Stated task = Reproduce every record below word for word, changing nothing.

(Pointing entries for named objects)
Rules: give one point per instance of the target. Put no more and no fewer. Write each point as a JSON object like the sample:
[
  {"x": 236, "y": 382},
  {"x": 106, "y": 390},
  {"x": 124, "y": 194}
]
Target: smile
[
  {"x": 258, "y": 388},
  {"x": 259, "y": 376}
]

Finished task =
Rules: give one point per instance of the target. Put no more and no fewer. Write each point as a JSON object like the sample:
[
  {"x": 236, "y": 382},
  {"x": 106, "y": 390},
  {"x": 124, "y": 194}
]
Target: smile
[
  {"x": 258, "y": 388},
  {"x": 259, "y": 376}
]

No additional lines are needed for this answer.